DIRECTIONS —
Print out the passage from the Noble Cunningham case summary word for word, starting with "Noble Cunningham was" and going on through "convictions and sentence.".

GIVEN TEXT —
Noble Cunningham was convicted of conspiring to transport hazardous waste and two counts of illegally transporting hazardous waste, along with one count of illegally disposing of hazardous waste. The district court sentenced him to 56 months for the conspiracy charge and 24 months for each of the other charges, to be served concurrently, along with three years of supervised release and ordered restitution. On appeal, Cunningham argued that his conviction should be overturned due to erroneous evidentiary rulings and improper jury instructions, and that his sentence should be vacated due to misapplication of sentencing guidelines. The appellate court affirmed both his convictions and sentence.

INPUT DATA —
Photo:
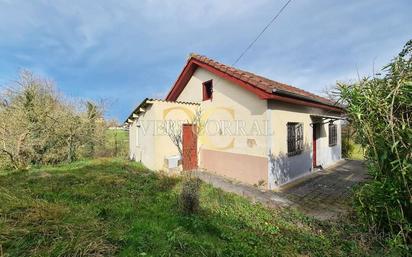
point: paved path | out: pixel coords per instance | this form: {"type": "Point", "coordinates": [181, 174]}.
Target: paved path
{"type": "Point", "coordinates": [322, 195]}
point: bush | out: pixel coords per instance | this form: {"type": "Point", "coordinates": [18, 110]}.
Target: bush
{"type": "Point", "coordinates": [380, 110]}
{"type": "Point", "coordinates": [189, 196]}
{"type": "Point", "coordinates": [40, 126]}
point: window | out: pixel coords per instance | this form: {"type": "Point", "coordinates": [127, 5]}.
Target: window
{"type": "Point", "coordinates": [295, 138]}
{"type": "Point", "coordinates": [207, 90]}
{"type": "Point", "coordinates": [333, 134]}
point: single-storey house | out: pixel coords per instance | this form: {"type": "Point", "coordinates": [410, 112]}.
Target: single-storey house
{"type": "Point", "coordinates": [236, 124]}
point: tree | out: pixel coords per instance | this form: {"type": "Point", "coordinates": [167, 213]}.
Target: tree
{"type": "Point", "coordinates": [39, 126]}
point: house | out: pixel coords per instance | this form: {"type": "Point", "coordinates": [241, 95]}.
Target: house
{"type": "Point", "coordinates": [252, 129]}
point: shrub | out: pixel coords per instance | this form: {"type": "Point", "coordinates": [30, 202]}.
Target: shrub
{"type": "Point", "coordinates": [40, 126]}
{"type": "Point", "coordinates": [189, 196]}
{"type": "Point", "coordinates": [380, 110]}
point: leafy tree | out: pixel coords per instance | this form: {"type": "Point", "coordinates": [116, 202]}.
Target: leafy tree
{"type": "Point", "coordinates": [39, 126]}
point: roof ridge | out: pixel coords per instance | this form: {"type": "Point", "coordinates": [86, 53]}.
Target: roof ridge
{"type": "Point", "coordinates": [255, 80]}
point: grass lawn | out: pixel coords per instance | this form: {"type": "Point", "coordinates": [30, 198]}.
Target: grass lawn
{"type": "Point", "coordinates": [117, 208]}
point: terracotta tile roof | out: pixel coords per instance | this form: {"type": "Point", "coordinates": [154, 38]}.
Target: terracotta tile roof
{"type": "Point", "coordinates": [260, 82]}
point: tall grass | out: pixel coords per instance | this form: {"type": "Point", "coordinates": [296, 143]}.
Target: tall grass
{"type": "Point", "coordinates": [112, 207]}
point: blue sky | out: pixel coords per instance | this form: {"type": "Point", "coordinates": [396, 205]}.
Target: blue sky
{"type": "Point", "coordinates": [124, 51]}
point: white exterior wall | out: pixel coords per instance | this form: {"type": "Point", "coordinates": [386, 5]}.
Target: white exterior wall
{"type": "Point", "coordinates": [240, 155]}
{"type": "Point", "coordinates": [245, 105]}
{"type": "Point", "coordinates": [328, 155]}
{"type": "Point", "coordinates": [284, 168]}
{"type": "Point", "coordinates": [149, 143]}
{"type": "Point", "coordinates": [145, 152]}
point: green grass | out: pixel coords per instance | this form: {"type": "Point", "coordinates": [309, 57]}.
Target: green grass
{"type": "Point", "coordinates": [110, 207]}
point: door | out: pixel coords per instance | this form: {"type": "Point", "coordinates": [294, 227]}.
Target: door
{"type": "Point", "coordinates": [189, 143]}
{"type": "Point", "coordinates": [315, 128]}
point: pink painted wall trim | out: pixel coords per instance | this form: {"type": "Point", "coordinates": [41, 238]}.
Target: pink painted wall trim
{"type": "Point", "coordinates": [241, 167]}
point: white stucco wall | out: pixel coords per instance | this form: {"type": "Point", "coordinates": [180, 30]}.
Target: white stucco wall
{"type": "Point", "coordinates": [149, 143]}
{"type": "Point", "coordinates": [232, 103]}
{"type": "Point", "coordinates": [283, 168]}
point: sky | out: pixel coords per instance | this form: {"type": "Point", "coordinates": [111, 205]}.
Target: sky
{"type": "Point", "coordinates": [125, 51]}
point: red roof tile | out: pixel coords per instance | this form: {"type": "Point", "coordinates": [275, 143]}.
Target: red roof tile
{"type": "Point", "coordinates": [258, 81]}
{"type": "Point", "coordinates": [263, 87]}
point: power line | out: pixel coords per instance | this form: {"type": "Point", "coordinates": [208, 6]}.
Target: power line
{"type": "Point", "coordinates": [264, 29]}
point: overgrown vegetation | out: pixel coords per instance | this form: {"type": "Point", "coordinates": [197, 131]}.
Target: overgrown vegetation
{"type": "Point", "coordinates": [116, 208]}
{"type": "Point", "coordinates": [380, 111]}
{"type": "Point", "coordinates": [189, 196]}
{"type": "Point", "coordinates": [40, 126]}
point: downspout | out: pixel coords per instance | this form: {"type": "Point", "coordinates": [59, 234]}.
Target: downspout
{"type": "Point", "coordinates": [269, 145]}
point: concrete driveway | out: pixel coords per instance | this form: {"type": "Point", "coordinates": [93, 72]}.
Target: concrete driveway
{"type": "Point", "coordinates": [323, 195]}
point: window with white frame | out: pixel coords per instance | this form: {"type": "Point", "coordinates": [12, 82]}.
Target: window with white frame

SOLUTION TO THE PROBLEM —
Noble Cunningham was convicted of conspiring to transport hazardous waste and two counts of illegally transporting hazardous waste, along with one count of illegally disposing of hazardous waste. The district court sentenced him to 56 months for the conspiracy charge and 24 months for each of the other charges, to be served concurrently, along with three years of supervised release and ordered restitution. On appeal, Cunningham argued that his conviction should be overturned due to erroneous evidentiary rulings and improper jury instructions, and that his sentence should be vacated due to misapplication of sentencing guidelines. The appellate court affirmed both his convictions and sentence.